# Text passage:
[Begin]
Tuesday, 11 February 2014

General Synod approves next steps on Women in the Episcopate

Updated Wednesday morning
The paragraph italicised (by me) below originally referred the voting figures to the wrong item. It has now been amended by Church House.

Press release from the Church of England following today’s debates.

General Synod approves next steps on Women in the Episcopate
11 February 2014

The General Synod of the Church of England has today voted to pave the way for the legislative process to enable Women to become Bishops to be completed this year.

In a series of interrelated legislative and procedural items the Synod held four debates dealing with differing aspects relating to women in the episcopate.

The first synod discussion related to the House of Bishops draft Declaration and Disputes Resolution Procedure regulations - GS 1932.
[End]
# Records supplied:
[Begin]
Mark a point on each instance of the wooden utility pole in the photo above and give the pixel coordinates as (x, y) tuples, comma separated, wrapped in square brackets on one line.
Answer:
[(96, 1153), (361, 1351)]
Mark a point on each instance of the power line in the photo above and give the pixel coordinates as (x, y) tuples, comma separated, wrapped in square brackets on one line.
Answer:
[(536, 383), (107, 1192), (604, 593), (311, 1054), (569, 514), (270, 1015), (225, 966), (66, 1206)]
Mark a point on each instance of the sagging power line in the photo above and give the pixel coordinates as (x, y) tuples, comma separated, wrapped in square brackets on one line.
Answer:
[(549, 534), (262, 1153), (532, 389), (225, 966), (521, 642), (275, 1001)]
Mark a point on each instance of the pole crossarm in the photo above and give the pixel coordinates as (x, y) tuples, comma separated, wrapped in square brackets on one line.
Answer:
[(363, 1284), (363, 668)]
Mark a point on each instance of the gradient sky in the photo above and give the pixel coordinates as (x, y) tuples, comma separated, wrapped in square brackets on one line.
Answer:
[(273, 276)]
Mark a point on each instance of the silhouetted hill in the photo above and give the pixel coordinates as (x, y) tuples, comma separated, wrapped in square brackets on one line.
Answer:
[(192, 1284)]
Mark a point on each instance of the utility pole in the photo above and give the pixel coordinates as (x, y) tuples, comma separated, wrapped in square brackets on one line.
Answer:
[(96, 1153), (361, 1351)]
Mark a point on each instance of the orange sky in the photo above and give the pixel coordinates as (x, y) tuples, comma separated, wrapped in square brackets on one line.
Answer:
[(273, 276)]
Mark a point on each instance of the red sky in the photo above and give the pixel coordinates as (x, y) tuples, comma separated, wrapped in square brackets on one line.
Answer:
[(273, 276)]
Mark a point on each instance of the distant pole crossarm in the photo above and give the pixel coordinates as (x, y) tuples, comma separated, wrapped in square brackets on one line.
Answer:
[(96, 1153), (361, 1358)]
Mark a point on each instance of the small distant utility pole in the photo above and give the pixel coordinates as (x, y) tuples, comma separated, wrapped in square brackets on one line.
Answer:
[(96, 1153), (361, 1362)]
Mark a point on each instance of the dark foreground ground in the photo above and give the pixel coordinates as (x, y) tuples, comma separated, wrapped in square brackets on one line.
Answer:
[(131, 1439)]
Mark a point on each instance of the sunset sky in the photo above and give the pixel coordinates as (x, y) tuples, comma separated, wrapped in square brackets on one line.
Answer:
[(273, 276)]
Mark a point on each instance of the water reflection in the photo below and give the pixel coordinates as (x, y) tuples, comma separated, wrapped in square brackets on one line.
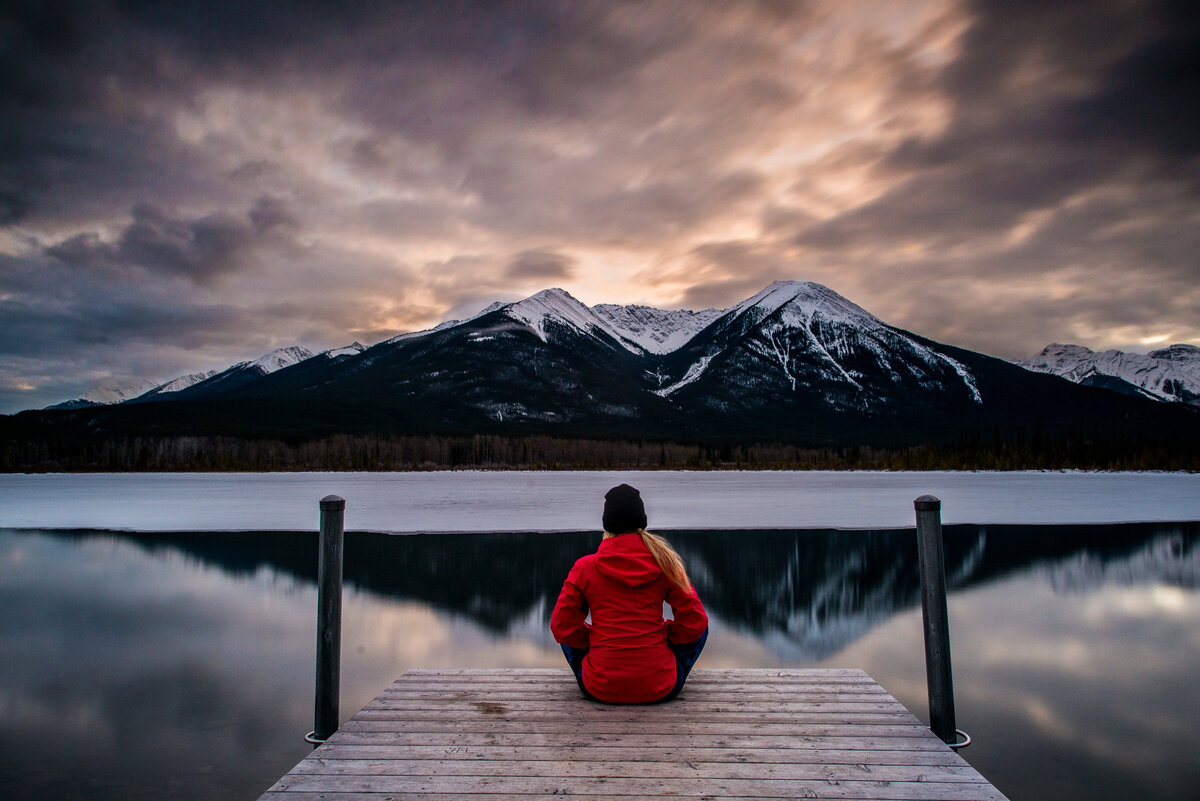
[End]
# Your task:
Name every church body or institution that the Synod post above mentions, each once.

# Answer to the problem:
General Synod, Church House, Church of England, House of Bishops